• _ИСХОДНЫЙ ТЕКСТ_
Читаем Дальневосточная республика. От идеи до ликвидации полностью

Несмотря на интернационализм большевистских лозунгов, депутаты Учредительного собрания Дальнего Востока от меньшинств оказались вынуждены защищать право на национальное самоопределение. Эсер Петр Никифорович Дамбинов, Гомбожаб Цыбиков, Жамьян Шойванов и другие бурятские депутаты приняли участие в разработке законодательства по этническим меньшинствам вместе с политиками-корейцами (Хван), евреями (Абрам Давидович Киржниц) и украинцами (Лукьян Родионович Глибоцкий и Василий Афанасьевич Кийович). Дамбинов и Цыбиков были избраны в Комиссию по выработке Основного закона и подкомиссию туземных дел. Кийович участвовал в выборах по списку Хабаровской уездной рады, но его поражение не помешало ему принять участие в законодательной работе[728].

• _ЗАПИСИ_
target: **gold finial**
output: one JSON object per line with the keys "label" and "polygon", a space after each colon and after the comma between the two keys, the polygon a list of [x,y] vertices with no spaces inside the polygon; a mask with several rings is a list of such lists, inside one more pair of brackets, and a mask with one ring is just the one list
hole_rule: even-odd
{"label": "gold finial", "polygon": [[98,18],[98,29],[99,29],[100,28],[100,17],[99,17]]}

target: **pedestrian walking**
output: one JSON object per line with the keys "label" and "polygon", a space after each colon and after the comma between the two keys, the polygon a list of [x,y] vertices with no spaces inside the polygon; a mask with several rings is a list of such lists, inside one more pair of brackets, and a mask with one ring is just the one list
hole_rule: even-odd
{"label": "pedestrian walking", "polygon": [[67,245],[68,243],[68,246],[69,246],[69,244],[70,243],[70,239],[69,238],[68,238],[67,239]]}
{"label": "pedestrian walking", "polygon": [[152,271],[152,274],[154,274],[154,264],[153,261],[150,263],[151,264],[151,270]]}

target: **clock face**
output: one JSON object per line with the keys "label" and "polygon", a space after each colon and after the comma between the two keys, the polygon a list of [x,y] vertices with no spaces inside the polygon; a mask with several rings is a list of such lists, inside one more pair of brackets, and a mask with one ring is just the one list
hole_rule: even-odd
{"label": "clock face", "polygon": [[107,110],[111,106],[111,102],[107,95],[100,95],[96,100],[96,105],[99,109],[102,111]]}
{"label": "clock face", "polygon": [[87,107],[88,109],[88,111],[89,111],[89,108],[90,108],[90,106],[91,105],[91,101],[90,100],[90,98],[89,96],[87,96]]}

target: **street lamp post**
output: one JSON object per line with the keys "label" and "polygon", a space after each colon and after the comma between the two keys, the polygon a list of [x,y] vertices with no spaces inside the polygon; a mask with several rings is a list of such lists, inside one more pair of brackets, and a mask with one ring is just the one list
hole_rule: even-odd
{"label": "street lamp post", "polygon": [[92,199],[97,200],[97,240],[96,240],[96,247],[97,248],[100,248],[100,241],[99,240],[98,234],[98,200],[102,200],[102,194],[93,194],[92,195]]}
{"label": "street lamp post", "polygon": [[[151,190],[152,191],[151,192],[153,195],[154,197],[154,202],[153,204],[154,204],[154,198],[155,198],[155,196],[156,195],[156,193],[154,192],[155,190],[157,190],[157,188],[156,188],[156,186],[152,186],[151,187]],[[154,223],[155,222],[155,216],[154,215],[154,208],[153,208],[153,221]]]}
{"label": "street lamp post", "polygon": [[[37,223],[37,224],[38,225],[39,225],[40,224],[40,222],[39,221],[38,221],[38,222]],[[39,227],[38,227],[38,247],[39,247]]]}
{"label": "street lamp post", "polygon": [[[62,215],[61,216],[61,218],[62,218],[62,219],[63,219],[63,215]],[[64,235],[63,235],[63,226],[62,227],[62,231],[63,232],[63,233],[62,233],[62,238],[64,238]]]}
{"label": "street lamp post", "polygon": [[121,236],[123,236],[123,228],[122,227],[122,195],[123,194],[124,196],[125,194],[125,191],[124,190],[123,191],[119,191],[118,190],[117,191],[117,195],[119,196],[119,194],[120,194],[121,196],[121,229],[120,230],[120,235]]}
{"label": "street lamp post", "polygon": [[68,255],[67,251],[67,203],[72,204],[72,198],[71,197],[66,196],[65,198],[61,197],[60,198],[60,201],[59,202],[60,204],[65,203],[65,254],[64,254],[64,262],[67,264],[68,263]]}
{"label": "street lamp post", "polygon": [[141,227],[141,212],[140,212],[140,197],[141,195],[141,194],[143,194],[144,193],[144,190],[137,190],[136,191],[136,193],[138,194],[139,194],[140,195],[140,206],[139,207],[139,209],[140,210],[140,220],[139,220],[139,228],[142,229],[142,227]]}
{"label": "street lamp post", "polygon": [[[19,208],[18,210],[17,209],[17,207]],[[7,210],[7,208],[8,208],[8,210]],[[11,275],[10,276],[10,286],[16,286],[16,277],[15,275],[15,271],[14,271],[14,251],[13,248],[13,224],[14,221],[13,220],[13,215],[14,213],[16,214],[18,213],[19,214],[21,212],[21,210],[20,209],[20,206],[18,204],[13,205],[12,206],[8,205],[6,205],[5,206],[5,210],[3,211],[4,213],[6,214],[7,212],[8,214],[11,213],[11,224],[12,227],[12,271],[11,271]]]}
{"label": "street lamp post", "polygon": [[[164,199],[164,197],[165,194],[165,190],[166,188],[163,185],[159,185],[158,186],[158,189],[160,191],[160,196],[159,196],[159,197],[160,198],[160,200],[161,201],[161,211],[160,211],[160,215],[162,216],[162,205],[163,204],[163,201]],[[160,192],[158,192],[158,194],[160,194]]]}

• _ЗАДАНИЯ_
1) Ответьте по тексту о Дальневосточной республике:
(а) Кого из бурятских депутатов избрали в Комиссию по выработке Основного закона?
(б) По какому списку Кийович участвовал в выборах?
(в) Кто из политиков-корейцев назван в тексте?
2) Перепишите фрагмент текста о Дальневосточной республике, который начинается словами «Несмотря на интернационализм» и заканчивается словами «в законодательной работе[728].». Замените в нем «Комиссию по выработке Основного закона» на «Конституционную комиссию».
3) Напишите продолжение текста о Дальневосточной республике, начиная после его последнего предложения.
Записи здесь не нужны.

• _ОТВЕТЫ ПО ПОРЯДКУ_
1)
(а) Дамбинова и Цыбикова.
(б) По списку Хабаровской уездной рады.
(в) Хван.

2)
Несмотря на интернационализм большевистских лозунгов, депутаты Учредительного собрания Дальнего Востока от меньшинств оказались вынуждены защищать право на национальное самоопределение. Эсер Петр Никифорович Дамбинов, Гомбожаб Цыбиков, Жамьян Шойванов и другие бурятские депутаты приняли участие в разработке законодательства по этническим меньшинствам вместе с политиками-корейцами (Хван), евреями (Абрам Давидович Киржниц) и украинцами (Лукьян Родионович Глибоцкий и Василий Афанасьевич Кийович). Дамбинов и Цыбиков были избраны в Конституционную комиссию и подкомиссию туземных дел. Кийович участвовал в выборах по списку Хабаровской уездной рады, но его поражение не помешало ему принять участие в законодательной работе[728].

3)
Конституция ДВР предоставляла «всем туземным народностям и национальным меньшинствам» на территории республики право на «широкое самоопределение» и учредила Министерство по национальным делам, которое сначала возглавил меньшевик-латыш Лукс, а затем большевик-бурят Матвей Иннокентьевич Амагаев. Задачей Министерства было осуществление на деле конституционных положений и разработка дополнительных законов. Согласно Конституции, буряты были единственной группой населения, имеющей право на территориальную автономию, которой их политики требовали начиная с 1917 года. Проект Киржница из Бунда заложил основу для культурно-национальной (экстерриториальной) автономии других национальных меньшинств[729]. Эти две идеи – территориальная автономия, которую предпочитали эсеры и некоторые другие социалистические националистические группы, и экстерриториальная автономия, предложенная австромарксистами и в дальнейшем разрабатываемая Бундом, – были частью леволиберального дискурса в последние годы Российской империи и после Февральской революции. В 1917 году их подробно обсуждали сибирские областники, а в 1918 году экстерриториальная автономия вошла в Конституцию УНР[730].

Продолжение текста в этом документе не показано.